---- Data listing
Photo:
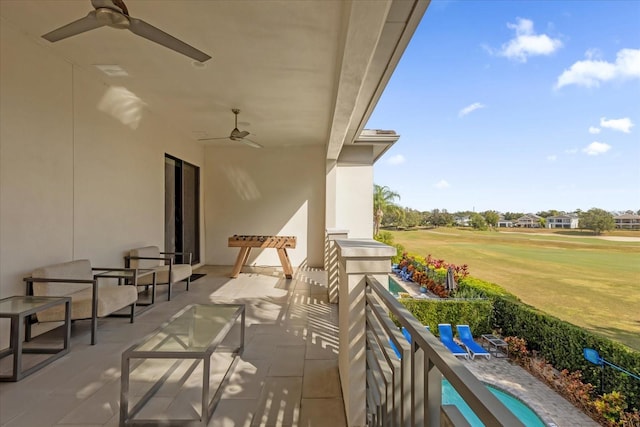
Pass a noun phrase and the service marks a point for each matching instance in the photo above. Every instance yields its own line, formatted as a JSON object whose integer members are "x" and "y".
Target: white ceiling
{"x": 301, "y": 72}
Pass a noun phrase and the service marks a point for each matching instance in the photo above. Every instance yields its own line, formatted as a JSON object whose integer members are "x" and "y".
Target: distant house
{"x": 627, "y": 221}
{"x": 563, "y": 221}
{"x": 462, "y": 221}
{"x": 505, "y": 223}
{"x": 529, "y": 221}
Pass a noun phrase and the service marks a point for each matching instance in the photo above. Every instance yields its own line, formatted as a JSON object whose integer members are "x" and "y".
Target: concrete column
{"x": 357, "y": 259}
{"x": 331, "y": 260}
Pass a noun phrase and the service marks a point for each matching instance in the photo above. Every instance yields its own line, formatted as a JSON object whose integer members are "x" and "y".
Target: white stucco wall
{"x": 354, "y": 200}
{"x": 265, "y": 192}
{"x": 80, "y": 175}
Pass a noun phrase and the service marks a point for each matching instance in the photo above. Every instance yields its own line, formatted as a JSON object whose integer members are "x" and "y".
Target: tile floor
{"x": 287, "y": 375}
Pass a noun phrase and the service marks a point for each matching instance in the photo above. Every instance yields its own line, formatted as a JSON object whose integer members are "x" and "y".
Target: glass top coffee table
{"x": 18, "y": 309}
{"x": 194, "y": 333}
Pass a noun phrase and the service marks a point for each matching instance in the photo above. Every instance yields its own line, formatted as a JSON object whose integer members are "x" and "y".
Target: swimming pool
{"x": 529, "y": 418}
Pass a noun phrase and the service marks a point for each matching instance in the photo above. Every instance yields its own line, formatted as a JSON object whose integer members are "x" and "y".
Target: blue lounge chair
{"x": 464, "y": 333}
{"x": 446, "y": 337}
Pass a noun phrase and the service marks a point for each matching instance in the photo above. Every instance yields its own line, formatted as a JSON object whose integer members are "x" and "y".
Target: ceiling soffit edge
{"x": 402, "y": 19}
--------
Task instructions: What you return must match each record exactly and contain no images.

Solution to the exercise:
Photo:
Pass a noun phrase and the service marks a point for each matching instance in the photo above. Every instance yields its own line, formatted as a JSON object whose integer members are "x" and "y".
Target: white ceiling
{"x": 301, "y": 72}
Pass a noun phrase and the service marks a point for each matching instance in the photo above. Every instance yields its own line, formatted as a JSON object whose integer members are "x" and "y".
Target: distant house
{"x": 627, "y": 221}
{"x": 563, "y": 221}
{"x": 462, "y": 221}
{"x": 505, "y": 223}
{"x": 529, "y": 221}
Pass a noun phrase and the service marks a point for each matching instance in the photo above. Every instance yields its own line, formatted as a JSON object whose integer members are "x" and "y".
Target: concrete column
{"x": 357, "y": 259}
{"x": 331, "y": 260}
Pass a noun phrase and the service marks a point for each matching instance in the photo above. Every instance yields its own line, formatted as a JSON object whose integer members are "x" and "y".
Target: white stucco wall
{"x": 354, "y": 200}
{"x": 265, "y": 192}
{"x": 80, "y": 175}
Pass a noun phrase and the service marks a point for each matching instance in the photo above. Every instance yields its own line, formatted as a JSON object whose integer members are "x" and "y".
Target: tile floor
{"x": 287, "y": 375}
Pass a noun phrase and the service marks a point for each matching instance in the photo above. Every instance yields its own line, formatted as a JSON object whose integer members are "x" and "y".
Target: glass top coffee table
{"x": 18, "y": 309}
{"x": 194, "y": 333}
Pass a noun phrase and the service marks a point for each matching instance in the photo above. Every instance yields its own line, formatted as a JSON object whose integer members are "x" and "y".
Target: swimming pool
{"x": 529, "y": 418}
Pass a noun phrase and the service marks a point for each matching instance in the photo above. Every instance yields its own line, formatted as a JSON object whose integer members are "x" and "y".
Target: blue lounge chair
{"x": 464, "y": 333}
{"x": 446, "y": 337}
Pass a noun phrase and the service marks a point for each matching instance in the photo above. Every instance yields its own line, formatted as a JSON object whose integer members are "x" and "y".
Target: ceiling soffit edge
{"x": 402, "y": 19}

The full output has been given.